Extract provided
◇ ◇ ◇ ◇
Question

An object moving along a curve in the xy-plane has position (x(t),y(t)) at time t>=0 with dx/dt=3+cos(t^2). The derivative dy/dt is not explicitly given. At time t=2, the object is at position (1,8).

(a) Find the x-coordinate of the position of object at time t=4.

(b) At time t=2, the value of dy/dt is -7. Write an equation for the line tangent to the curve at the point (x(2),y(2))

(c) Find the speed of the object at time t=2.

(d) For t>=3, the line tangent to the curve at (x(t),y(t)) has a slope of 2t+1. Find acceleration vector of the object at time t=4.

Answer 1

Please give me hints rather than the entire solution.

Answer 2

a) integrate 3+cos(t^2) dt ... use initial value of x(2) = 1

Answer 3

I have to integrate it?

Answer 4

yes .. integrate if form 2 to 4

Answer 5

I don't know how to integrate cos(t^2)

Answer 6

are you allowed to use calculator?? i mean some sorta graphic calculator or .. wolfram??
this is definite integral ... my guess is ... indefinite integral is not closed or non elementary
http://www.wolframalpha.com/input/?i=integrate+cos%28x^2%29

Answer 7

add 1 to this http://www.wolframalpha.com/input/?i=integrate+cos%28x^2%29%2B3+from+2+to+4

Answer 8

b) ... calculate the dx/dt at t=2 .. ie. dx/dt=3+cos(t^2)|t=2

dy/dx = dy/dt* 1/(dx/dt) <=== this slope m,
since you know coordinate 1,8
find tangent using single point formula

Answer 9

dy/dt is given, dx/dt ... you calculate in step b)

ds/dt = \( \sqrt{(dx/dt)^2 + (dy/dt)^2}\)

Answer 10

d) the acceleration is given by
d^2s/dt^2

dy/dx = 2t+1

dy/dt = (2t+1) dx/dt

use this formula to calculate ds/dt

differentate it again ...wrt t and put t=4

this will give your acceleration

Answer 11

Okay now I know why he only gave two questions for homework....
It is super difficult!!

Thank you, @experimentX !

Answer 12

well ... :)
good night!!
◇ ◇ ◇ ◇
Entries shown

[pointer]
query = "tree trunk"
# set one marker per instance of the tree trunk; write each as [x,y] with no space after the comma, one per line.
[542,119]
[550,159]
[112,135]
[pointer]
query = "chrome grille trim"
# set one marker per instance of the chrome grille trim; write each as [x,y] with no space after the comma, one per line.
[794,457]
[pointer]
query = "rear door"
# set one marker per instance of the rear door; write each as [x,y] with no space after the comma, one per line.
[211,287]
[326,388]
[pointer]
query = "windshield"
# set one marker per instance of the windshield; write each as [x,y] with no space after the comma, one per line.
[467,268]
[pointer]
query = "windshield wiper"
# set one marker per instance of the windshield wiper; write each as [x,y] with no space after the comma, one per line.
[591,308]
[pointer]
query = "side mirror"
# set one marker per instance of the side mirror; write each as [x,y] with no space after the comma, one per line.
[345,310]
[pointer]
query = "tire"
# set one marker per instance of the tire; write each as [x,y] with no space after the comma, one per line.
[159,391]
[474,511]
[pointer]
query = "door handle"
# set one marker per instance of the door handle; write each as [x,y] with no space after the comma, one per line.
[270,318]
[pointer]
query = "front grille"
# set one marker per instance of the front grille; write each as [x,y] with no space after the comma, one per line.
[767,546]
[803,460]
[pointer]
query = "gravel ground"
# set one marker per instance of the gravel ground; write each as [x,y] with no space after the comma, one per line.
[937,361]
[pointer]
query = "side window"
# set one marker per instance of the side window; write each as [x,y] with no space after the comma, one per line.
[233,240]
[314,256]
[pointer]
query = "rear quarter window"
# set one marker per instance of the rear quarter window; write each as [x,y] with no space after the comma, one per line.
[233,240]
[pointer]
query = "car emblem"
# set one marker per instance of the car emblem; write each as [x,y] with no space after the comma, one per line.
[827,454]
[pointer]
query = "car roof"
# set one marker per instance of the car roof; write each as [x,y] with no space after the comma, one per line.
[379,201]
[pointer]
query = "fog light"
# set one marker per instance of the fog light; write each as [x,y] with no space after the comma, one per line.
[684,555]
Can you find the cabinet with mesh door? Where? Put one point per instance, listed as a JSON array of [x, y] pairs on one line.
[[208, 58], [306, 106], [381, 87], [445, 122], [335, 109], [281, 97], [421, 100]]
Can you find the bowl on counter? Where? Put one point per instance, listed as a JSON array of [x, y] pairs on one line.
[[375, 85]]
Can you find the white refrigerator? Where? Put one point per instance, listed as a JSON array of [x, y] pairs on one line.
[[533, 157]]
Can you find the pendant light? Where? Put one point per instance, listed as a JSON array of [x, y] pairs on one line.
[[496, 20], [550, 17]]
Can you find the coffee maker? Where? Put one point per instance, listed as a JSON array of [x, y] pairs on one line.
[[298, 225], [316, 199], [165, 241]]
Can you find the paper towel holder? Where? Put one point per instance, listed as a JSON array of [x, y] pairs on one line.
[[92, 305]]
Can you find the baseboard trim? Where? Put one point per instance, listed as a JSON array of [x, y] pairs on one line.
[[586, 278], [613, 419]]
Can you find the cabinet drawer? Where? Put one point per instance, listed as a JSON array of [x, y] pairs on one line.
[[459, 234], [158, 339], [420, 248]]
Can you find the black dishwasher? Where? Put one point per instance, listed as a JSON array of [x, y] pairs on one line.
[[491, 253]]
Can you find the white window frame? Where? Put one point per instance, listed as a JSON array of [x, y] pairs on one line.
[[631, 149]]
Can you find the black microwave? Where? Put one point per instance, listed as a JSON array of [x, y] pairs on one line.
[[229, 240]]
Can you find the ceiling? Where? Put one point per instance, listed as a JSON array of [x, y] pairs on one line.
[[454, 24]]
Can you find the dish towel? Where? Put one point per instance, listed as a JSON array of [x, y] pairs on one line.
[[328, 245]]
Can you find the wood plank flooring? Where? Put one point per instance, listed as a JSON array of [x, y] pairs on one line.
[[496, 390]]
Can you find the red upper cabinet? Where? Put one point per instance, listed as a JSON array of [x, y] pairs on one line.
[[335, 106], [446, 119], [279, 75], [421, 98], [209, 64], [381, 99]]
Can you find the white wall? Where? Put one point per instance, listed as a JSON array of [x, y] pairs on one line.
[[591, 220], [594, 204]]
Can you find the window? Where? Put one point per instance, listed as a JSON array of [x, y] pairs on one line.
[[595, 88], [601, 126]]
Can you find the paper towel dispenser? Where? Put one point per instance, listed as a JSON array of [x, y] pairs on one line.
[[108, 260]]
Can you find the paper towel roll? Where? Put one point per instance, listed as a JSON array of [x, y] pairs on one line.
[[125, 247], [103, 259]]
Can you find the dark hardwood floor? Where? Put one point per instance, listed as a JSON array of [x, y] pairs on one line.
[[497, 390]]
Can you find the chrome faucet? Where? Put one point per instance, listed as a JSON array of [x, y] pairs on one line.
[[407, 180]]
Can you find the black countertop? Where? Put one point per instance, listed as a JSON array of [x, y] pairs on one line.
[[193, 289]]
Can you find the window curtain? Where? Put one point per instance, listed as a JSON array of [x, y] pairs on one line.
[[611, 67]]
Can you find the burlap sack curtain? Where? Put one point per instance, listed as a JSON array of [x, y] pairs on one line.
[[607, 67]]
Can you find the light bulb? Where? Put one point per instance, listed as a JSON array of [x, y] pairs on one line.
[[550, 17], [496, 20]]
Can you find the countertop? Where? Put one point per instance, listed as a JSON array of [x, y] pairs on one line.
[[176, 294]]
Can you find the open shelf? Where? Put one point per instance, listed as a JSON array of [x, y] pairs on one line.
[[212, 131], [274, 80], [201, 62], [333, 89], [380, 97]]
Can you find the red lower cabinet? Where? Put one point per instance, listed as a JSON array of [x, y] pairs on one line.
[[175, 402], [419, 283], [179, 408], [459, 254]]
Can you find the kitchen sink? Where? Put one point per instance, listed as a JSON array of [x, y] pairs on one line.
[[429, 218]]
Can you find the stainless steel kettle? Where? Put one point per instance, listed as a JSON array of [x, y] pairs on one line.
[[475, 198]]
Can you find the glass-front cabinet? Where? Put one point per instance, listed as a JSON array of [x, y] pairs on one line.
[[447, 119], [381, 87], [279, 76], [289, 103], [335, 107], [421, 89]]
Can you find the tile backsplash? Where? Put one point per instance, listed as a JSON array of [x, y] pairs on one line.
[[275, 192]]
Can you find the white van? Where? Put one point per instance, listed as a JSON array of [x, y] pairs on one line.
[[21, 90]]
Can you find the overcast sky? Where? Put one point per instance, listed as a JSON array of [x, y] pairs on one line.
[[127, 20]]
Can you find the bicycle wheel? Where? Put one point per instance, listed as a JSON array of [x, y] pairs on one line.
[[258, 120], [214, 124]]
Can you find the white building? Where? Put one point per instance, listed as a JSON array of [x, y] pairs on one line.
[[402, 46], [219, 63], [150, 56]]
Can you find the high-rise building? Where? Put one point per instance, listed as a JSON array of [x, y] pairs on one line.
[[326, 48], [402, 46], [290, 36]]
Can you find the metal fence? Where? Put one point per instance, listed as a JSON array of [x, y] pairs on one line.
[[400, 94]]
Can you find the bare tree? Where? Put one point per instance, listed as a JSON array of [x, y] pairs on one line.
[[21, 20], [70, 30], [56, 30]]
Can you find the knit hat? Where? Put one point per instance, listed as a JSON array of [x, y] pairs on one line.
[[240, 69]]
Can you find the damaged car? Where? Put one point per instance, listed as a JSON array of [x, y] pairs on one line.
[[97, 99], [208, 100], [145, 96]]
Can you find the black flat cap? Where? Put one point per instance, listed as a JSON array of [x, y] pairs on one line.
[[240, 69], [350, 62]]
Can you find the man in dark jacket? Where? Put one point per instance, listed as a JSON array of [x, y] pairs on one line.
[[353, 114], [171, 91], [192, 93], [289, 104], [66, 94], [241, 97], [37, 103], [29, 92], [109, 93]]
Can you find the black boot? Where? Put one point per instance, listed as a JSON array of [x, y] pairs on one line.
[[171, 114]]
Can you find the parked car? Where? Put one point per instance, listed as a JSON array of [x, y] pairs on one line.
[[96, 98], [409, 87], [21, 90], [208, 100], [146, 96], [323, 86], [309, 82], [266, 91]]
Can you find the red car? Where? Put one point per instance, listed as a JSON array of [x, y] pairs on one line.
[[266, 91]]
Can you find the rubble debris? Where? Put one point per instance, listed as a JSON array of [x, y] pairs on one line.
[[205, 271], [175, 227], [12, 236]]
◇ ◇ ◇ ◇
Problems and tasks
1. In the calculus thread, what value does dy/dt have at time t=2?
2. Using the calculus thread, decide whether each statement holds, answering yes or no and quoting the deciding words: (a) At time t=2 the object is at position (1,8). (b) The problem states a formula for dy/dt. (c) The tangent slope of 2t+1 applies for all t>=2.

Answers below
1. -7

2.
(a) Yes: "At time t=2, the object is at position (1,8)."
(b) No: "The derivative dy/dt is not explicitly given."
(c) No: "For t>=3, the line tangent to the curve at (x(t),y(t)) has a slope of 2t+1."